What is expected
Look for the word "rear" in the entries below, then copy every line that has it.

Saved entries
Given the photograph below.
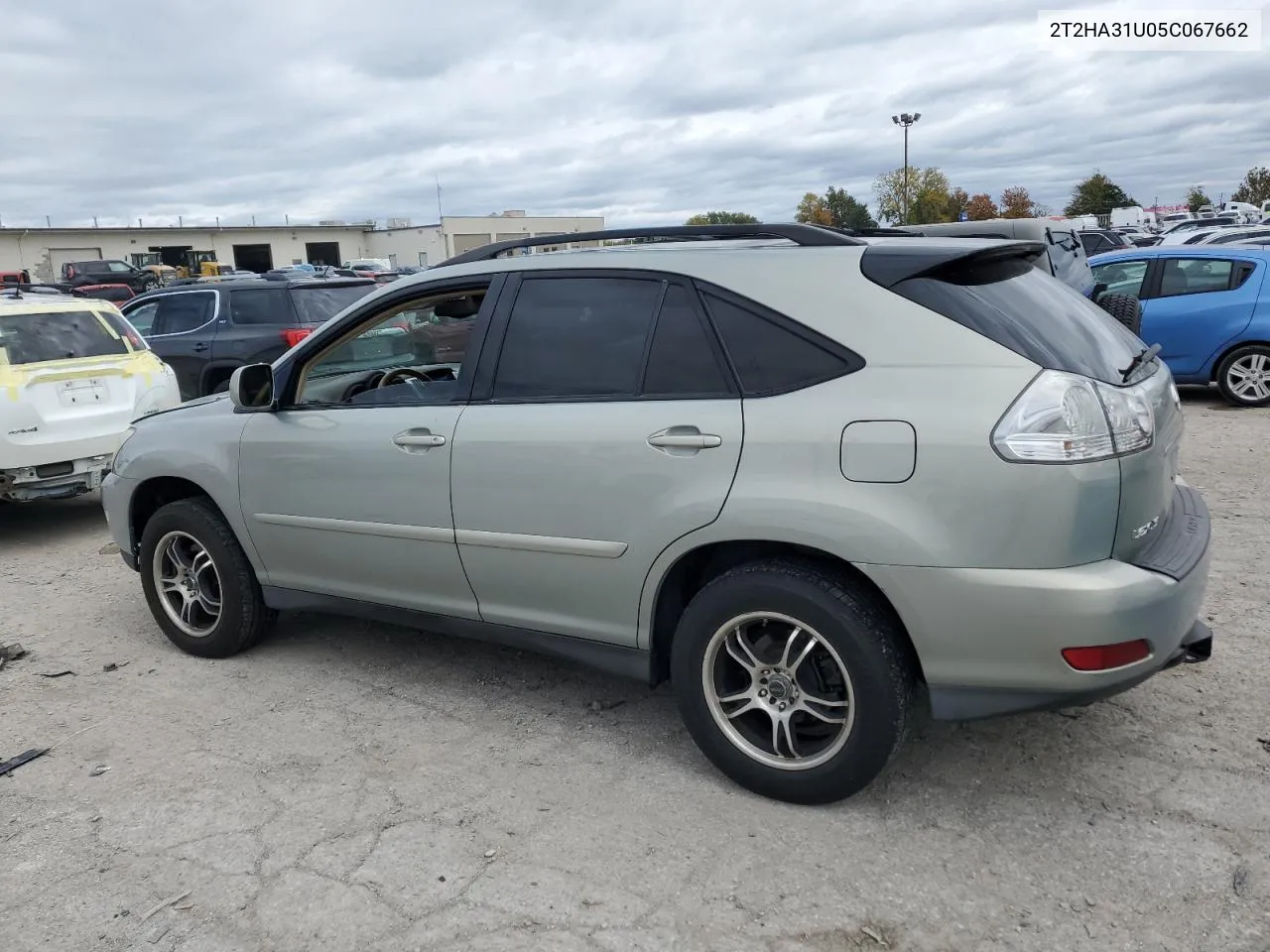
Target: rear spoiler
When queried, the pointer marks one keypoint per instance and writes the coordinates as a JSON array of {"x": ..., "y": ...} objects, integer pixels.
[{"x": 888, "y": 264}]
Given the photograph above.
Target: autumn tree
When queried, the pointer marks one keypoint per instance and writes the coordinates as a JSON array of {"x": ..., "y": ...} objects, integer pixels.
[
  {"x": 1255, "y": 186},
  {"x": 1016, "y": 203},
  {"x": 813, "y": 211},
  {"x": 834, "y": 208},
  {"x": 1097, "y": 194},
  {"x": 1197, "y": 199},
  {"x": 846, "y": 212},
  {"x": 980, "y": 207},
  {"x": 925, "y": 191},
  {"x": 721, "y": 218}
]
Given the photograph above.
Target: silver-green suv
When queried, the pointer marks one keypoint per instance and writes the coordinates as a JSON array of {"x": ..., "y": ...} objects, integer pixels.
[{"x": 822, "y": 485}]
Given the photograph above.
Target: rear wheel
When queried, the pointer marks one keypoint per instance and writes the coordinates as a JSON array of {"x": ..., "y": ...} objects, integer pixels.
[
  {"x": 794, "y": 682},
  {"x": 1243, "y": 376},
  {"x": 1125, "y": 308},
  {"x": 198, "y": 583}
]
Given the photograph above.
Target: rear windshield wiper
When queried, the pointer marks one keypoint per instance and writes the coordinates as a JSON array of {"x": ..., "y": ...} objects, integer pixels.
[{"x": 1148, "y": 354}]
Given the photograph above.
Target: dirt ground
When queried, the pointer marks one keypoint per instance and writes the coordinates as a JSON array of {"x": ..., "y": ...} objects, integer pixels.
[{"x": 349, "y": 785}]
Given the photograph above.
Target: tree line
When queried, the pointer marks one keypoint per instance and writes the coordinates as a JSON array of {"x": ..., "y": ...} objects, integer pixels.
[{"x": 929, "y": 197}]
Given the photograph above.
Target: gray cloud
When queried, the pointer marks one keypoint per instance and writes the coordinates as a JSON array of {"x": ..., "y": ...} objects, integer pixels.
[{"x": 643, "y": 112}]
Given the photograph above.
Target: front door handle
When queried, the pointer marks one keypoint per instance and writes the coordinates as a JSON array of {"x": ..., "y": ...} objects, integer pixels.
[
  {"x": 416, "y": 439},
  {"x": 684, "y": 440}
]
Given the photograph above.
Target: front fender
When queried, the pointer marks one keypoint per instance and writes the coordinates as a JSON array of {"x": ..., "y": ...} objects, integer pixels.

Solved exercise
Target: rear spoiler
Target: rear wheel
Target: rear windshield wiper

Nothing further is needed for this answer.